## WHAT IS REQUIRED
Rewrite the records below, changing every "put a dot on" to "mark" and keeping everything else the same. Omit the pictures from your version.
-- Begin RECORDS --
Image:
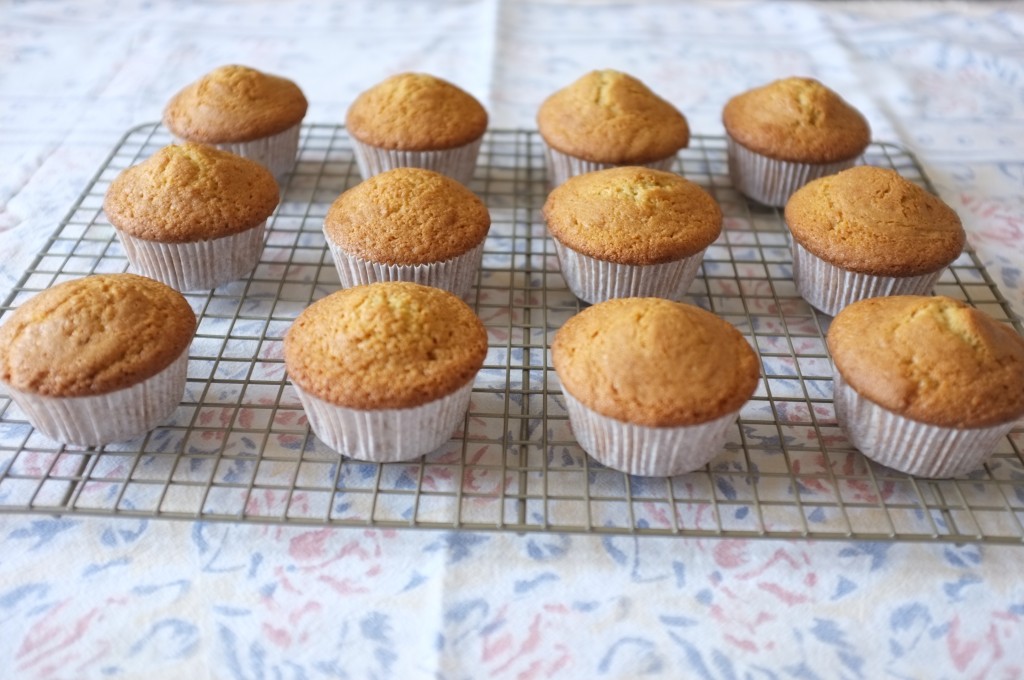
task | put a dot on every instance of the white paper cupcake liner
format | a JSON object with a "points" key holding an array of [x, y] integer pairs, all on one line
{"points": [[561, 166], [99, 419], [643, 451], [386, 435], [278, 152], [456, 274], [458, 163], [595, 281], [198, 264], [828, 288], [770, 181], [908, 445]]}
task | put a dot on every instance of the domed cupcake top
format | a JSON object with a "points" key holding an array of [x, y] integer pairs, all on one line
{"points": [[933, 359], [798, 120], [871, 220], [408, 216], [633, 215], [610, 117], [188, 193], [235, 103], [94, 335], [656, 363], [416, 112], [388, 345]]}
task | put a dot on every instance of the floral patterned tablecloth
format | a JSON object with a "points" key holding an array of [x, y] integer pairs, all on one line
{"points": [[87, 597]]}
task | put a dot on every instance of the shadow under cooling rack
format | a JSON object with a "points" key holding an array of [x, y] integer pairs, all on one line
{"points": [[238, 448]]}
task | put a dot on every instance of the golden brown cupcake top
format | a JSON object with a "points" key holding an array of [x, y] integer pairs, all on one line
{"points": [[933, 359], [416, 112], [408, 216], [655, 363], [389, 345], [186, 193], [798, 120], [871, 220], [633, 215], [235, 103], [609, 117], [94, 335]]}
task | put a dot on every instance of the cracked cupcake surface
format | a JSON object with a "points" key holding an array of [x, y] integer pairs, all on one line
{"points": [[871, 220], [933, 359]]}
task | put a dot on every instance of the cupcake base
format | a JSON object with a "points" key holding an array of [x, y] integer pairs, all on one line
{"points": [[386, 435], [561, 166], [771, 181], [196, 265], [828, 288], [647, 451], [456, 274], [100, 419], [595, 281], [908, 445], [458, 163]]}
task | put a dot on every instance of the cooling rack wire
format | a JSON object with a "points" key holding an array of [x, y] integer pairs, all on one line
{"points": [[238, 448]]}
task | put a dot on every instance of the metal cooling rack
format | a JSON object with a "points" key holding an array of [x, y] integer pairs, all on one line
{"points": [[238, 448]]}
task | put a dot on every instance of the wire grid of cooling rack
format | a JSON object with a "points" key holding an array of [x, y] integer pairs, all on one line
{"points": [[238, 448]]}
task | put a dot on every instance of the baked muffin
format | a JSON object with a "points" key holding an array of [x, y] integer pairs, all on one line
{"points": [[865, 232], [385, 371], [605, 119], [788, 132], [652, 386], [97, 359], [243, 111], [419, 121], [193, 216], [408, 224], [631, 231], [925, 385]]}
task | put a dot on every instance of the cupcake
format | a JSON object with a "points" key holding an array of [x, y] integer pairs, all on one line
{"points": [[97, 359], [786, 133], [866, 232], [925, 385], [418, 121], [193, 216], [607, 119], [408, 224], [243, 111], [384, 372], [631, 231], [652, 386]]}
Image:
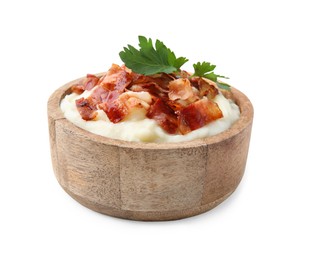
-- End RECORDS --
## SOLUTION
Image:
task | mark every instance of the white paper cupcake liner
format | a JSON object with a "points" key holding an array of [x, y] integer pairs, all on one line
{"points": [[561, 166], [99, 419], [643, 451], [386, 435], [278, 152], [456, 274], [458, 163], [595, 281], [198, 264], [828, 288], [770, 181], [908, 445]]}
task | mark every instance of the domed cupcake top
format | a JSON object with a "points" key holding an array of [x, y] integer pairs, all on one line
{"points": [[933, 359], [798, 120], [871, 220], [408, 216], [633, 215], [610, 117], [188, 193], [235, 103], [94, 335], [656, 363], [416, 112], [388, 345]]}
task | mark every instance of the floral patterned tablecloth
format | a JSON object with a "points" key holding an array of [x, y] integer pairs, all on one line
{"points": [[87, 597]]}
task | mark every instance of the shadow under cooling rack
format | a JSON object with a "points" key holding an array of [x, y] integer pairs, all on one line
{"points": [[238, 448]]}
task | mark every instance of the golden brown cupcake top
format | a JSON object with a "points" key holding an array of [x, y] integer pairs, all on one line
{"points": [[933, 359], [416, 112], [408, 216], [655, 363], [389, 345], [186, 193], [798, 120], [871, 220], [633, 215], [235, 103], [609, 117], [94, 335]]}
task | mark every instance of the cracked cupcake surface
format | a JSON object with a "points" key holding an array of [x, y] integer pairs, all on one line
{"points": [[871, 220], [933, 359]]}
task | mark every instance of the cupcake base
format | a JSON object with a "points" key holding an array of [x, y] integer pairs, all on one line
{"points": [[386, 435], [561, 166], [771, 181], [196, 265], [828, 288], [647, 451], [456, 274], [100, 419], [595, 281], [908, 445], [458, 163]]}
task | mark every instance of the cooling rack wire
format | a JSON object with a "points" key holding an array of [x, y] integer pairs, all on one line
{"points": [[238, 448]]}
task | mark every instance of the metal cooling rack
format | a JSON object with a "points" key holding an array of [x, y] integer pairs, all on one line
{"points": [[238, 448]]}
task | mark every instance of the wire grid of cooling rack
format | a JSON object with a "points" key holding an array of [x, y] integer pairs, all on one line
{"points": [[238, 448]]}
task | mark every instance of the baked muffin
format | a JSON object with a "points" key holding an array of [x, y] integer pairs, all on one line
{"points": [[865, 232], [385, 371], [605, 119], [788, 132], [652, 386], [97, 359], [243, 111], [419, 121], [193, 216], [408, 224], [631, 231], [925, 385]]}
task | mark every instance of the cupcake
format | a JSON object with a "points" key holding an array of [x, y] integer pairs, all on one line
{"points": [[97, 359], [786, 133], [866, 232], [925, 385], [418, 121], [193, 216], [607, 119], [408, 224], [243, 111], [384, 372], [631, 231], [652, 386]]}
Image:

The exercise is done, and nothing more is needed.